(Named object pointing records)
** Start **

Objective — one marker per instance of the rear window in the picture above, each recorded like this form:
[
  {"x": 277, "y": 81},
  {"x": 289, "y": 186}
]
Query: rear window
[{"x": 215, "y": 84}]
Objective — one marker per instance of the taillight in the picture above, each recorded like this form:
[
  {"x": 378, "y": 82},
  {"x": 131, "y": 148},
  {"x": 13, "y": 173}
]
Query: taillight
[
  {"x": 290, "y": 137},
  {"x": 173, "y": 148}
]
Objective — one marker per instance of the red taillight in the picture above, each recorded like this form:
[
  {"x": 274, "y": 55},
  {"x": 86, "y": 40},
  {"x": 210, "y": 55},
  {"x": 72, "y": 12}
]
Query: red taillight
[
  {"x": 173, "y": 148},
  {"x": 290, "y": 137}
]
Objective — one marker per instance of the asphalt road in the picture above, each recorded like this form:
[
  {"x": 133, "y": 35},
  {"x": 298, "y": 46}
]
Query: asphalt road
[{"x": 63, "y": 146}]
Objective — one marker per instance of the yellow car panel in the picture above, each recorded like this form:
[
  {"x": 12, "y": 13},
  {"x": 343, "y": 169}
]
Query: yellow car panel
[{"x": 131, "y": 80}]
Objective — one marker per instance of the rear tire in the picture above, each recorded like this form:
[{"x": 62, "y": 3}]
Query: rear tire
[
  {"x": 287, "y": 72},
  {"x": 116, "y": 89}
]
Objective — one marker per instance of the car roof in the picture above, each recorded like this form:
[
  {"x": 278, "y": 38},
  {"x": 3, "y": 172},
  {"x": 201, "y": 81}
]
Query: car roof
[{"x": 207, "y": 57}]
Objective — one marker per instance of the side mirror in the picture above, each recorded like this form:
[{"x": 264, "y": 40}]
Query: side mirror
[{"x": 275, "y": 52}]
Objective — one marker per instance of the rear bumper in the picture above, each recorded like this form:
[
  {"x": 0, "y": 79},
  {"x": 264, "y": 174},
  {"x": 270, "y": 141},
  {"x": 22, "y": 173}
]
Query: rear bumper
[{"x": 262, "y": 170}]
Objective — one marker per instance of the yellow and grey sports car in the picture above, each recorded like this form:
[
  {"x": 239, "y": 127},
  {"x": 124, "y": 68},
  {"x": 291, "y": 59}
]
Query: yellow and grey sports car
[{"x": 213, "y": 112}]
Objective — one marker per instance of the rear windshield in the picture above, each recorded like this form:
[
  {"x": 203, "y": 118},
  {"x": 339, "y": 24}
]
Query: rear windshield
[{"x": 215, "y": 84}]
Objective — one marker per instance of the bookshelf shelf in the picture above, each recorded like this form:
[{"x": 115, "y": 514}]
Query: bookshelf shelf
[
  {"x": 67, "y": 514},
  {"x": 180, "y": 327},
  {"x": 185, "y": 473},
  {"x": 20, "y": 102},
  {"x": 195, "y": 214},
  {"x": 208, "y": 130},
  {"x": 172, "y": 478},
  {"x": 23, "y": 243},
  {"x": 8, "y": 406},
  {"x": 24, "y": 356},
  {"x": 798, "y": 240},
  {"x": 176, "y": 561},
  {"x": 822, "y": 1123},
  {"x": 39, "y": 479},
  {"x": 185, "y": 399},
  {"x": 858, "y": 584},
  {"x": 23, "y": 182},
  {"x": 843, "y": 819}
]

** End **

# JOB
Convert the records above into a JSON list of strings, with one string for each line and no blank lines.

# RESULT OF THE EXERCISE
[
  "Objective — one marker per instance of the rear window in the picture above, each recorded like this form:",
  "[",
  "  {\"x\": 277, \"y\": 81},",
  "  {\"x\": 289, \"y\": 186}",
  "]",
  "Query: rear window",
  "[{\"x\": 215, \"y\": 84}]",
  "Objective — one marker per instance of the taillight in the picture above, each recorded like this form:",
  "[",
  "  {\"x\": 378, \"y\": 82},",
  "  {\"x\": 131, \"y\": 148},",
  "  {\"x\": 13, \"y\": 173}",
  "]",
  "Query: taillight",
  "[",
  "  {\"x\": 290, \"y\": 137},",
  "  {\"x\": 173, \"y\": 148}",
  "]",
  "Objective — one marker per instance of the red taillight in the picture above, each recorded like this form:",
  "[",
  "  {\"x\": 274, \"y\": 55},",
  "  {\"x\": 86, \"y\": 40},",
  "  {\"x\": 210, \"y\": 55},",
  "  {\"x\": 72, \"y\": 12}",
  "]",
  "Query: red taillight",
  "[",
  "  {\"x\": 173, \"y\": 148},",
  "  {\"x\": 290, \"y\": 137}",
  "]",
  "Objective — one marker per instance of the asphalt road in the picture above, each recorded like this form:",
  "[",
  "  {\"x\": 133, \"y\": 35},",
  "  {\"x\": 298, \"y\": 46}",
  "]",
  "Query: asphalt road",
  "[{\"x\": 63, \"y\": 146}]",
  "Objective — one marker per instance of the yellow car panel in the picture above, each recorded like this form:",
  "[",
  "  {\"x\": 12, \"y\": 13},",
  "  {\"x\": 343, \"y\": 169}",
  "]",
  "Query: yellow car panel",
  "[{\"x\": 131, \"y\": 80}]",
  "Objective — one marker per instance of the rear tire in the picture above, each recorded like this form:",
  "[{\"x\": 62, \"y\": 3}]",
  "Query: rear tire",
  "[",
  "  {\"x\": 287, \"y\": 72},",
  "  {\"x\": 116, \"y\": 89}",
  "]",
  "Objective — one marker per instance of the car roof in the picture above, each recorded like this form:",
  "[",
  "  {\"x\": 278, \"y\": 38},",
  "  {\"x\": 3, \"y\": 172},",
  "  {\"x\": 201, \"y\": 81}",
  "]",
  "Query: car roof",
  "[{\"x\": 207, \"y\": 57}]",
  "Objective — one marker per instance of the side mirror in the picture above, each recorded like this form:",
  "[{\"x\": 264, \"y\": 40}]",
  "Query: side mirror",
  "[{\"x\": 275, \"y\": 52}]",
  "Objective — one marker per instance of the rear bumper in the picture above, each recorded like this form:",
  "[",
  "  {\"x\": 0, \"y\": 79},",
  "  {\"x\": 264, \"y\": 174},",
  "  {\"x\": 270, \"y\": 141},",
  "  {\"x\": 22, \"y\": 173}",
  "]",
  "Query: rear bumper",
  "[{\"x\": 262, \"y\": 170}]",
  "Objective — one marker per instance of the yellow and grey sports car in the picture above, each recorded like this form:",
  "[",
  "  {\"x\": 239, \"y\": 127},",
  "  {\"x\": 124, \"y\": 68},",
  "  {\"x\": 291, \"y\": 59}",
  "]",
  "Query: yellow and grey sports car",
  "[{\"x\": 213, \"y\": 112}]",
  "Objective — one marker per instance of the rear windshield in the picture above, each recorded like this form:",
  "[",
  "  {\"x\": 203, \"y\": 118},",
  "  {\"x\": 339, \"y\": 24}",
  "]",
  "Query: rear windshield",
  "[{\"x\": 215, \"y\": 84}]",
  "Objective — one marker per instance of the bookshelf shelf in the picture above, each recorded like this form:",
  "[{\"x\": 115, \"y\": 514}]",
  "Query: bookshelf shelf",
  "[",
  "  {\"x\": 67, \"y\": 514},",
  "  {\"x\": 180, \"y\": 327},",
  "  {\"x\": 185, \"y\": 473},",
  "  {\"x\": 20, \"y\": 102},",
  "  {\"x\": 195, \"y\": 214},",
  "  {\"x\": 208, \"y\": 130},",
  "  {\"x\": 172, \"y\": 478},",
  "  {\"x\": 23, \"y\": 243},",
  "  {\"x\": 8, \"y\": 406},",
  "  {\"x\": 24, \"y\": 356},",
  "  {\"x\": 798, \"y\": 240},",
  "  {\"x\": 176, \"y\": 561},",
  "  {\"x\": 822, \"y\": 1123},",
  "  {\"x\": 39, \"y\": 479},",
  "  {\"x\": 185, \"y\": 399},",
  "  {\"x\": 858, \"y\": 584},",
  "  {\"x\": 23, \"y\": 182},",
  "  {\"x\": 843, \"y\": 819}",
  "]"
]